======== DATA ROWS ========
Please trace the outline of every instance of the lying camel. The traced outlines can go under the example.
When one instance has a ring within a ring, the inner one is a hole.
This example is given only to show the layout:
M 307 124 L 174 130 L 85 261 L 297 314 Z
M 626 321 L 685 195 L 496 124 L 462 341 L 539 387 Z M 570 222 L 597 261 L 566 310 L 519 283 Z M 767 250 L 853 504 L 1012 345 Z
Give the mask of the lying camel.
========
======== DATA ROWS ========
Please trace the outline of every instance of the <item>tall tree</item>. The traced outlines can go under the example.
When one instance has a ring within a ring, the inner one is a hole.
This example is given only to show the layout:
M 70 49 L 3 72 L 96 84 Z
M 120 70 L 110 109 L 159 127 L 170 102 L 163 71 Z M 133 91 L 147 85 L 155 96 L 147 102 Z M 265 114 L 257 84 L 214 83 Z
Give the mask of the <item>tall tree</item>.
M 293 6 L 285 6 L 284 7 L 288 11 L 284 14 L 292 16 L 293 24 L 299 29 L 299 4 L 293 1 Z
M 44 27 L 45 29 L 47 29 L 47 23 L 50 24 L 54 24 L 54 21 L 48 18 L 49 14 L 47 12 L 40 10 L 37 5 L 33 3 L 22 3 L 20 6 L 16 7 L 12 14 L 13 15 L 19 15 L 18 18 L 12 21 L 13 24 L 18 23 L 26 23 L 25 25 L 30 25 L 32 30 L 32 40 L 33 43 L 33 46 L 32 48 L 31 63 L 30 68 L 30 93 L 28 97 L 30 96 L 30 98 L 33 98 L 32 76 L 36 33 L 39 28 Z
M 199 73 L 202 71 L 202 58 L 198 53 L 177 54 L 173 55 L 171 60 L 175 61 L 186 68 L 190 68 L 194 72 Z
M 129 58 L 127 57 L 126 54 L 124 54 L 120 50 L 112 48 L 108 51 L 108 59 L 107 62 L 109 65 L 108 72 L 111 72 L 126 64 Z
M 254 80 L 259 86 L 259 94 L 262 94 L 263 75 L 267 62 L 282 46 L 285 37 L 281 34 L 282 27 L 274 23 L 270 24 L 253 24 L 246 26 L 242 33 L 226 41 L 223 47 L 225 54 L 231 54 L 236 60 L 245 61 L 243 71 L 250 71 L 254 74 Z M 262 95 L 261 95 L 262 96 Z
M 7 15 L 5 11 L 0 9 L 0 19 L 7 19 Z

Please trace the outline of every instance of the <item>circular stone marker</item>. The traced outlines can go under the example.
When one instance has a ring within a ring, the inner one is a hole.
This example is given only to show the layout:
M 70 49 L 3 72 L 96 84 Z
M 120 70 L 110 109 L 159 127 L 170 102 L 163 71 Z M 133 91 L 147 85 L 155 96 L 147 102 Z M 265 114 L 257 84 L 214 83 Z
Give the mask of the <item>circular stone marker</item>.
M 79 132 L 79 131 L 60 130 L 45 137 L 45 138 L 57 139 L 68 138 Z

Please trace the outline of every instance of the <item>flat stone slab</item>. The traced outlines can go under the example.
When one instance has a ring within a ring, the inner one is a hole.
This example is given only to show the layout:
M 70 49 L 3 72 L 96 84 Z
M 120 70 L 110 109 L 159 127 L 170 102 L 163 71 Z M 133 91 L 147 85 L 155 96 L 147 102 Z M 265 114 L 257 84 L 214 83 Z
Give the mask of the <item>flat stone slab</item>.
========
======== DATA ROWS ========
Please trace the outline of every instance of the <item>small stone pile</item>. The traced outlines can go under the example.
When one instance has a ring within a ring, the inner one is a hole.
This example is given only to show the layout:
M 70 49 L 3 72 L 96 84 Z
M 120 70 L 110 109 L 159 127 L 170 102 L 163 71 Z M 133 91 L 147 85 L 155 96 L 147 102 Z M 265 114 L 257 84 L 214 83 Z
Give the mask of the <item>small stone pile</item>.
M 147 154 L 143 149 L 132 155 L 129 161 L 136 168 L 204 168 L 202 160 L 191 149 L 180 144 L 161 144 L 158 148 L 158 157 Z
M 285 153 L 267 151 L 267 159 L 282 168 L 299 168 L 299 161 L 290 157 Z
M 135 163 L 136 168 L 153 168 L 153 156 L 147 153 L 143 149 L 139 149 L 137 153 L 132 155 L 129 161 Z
========
## PROBLEM TO WORK ON
Update the listing starting with the line that contains "Please trace the outline of every instance of the lying" and going on through the line that contains "Give the mask of the lying camel.", replacing "layout" with "format" and keeping everything else unchanged. Return only those lines.

## THE REPLY
Please trace the outline of every instance of the lying camel. The traced outlines can go under the example.
When one instance has a ring within a ring, the inner one is a hole.
This example is given only to show the format:
M 307 124 L 174 130 L 85 261 L 297 314 Z
M 626 321 L 685 195 L 496 124 L 462 341 L 539 387 Z M 570 222 L 597 261 L 566 310 L 519 283 Z M 767 250 L 853 504 L 1012 345 Z
Give the mask of the lying camel.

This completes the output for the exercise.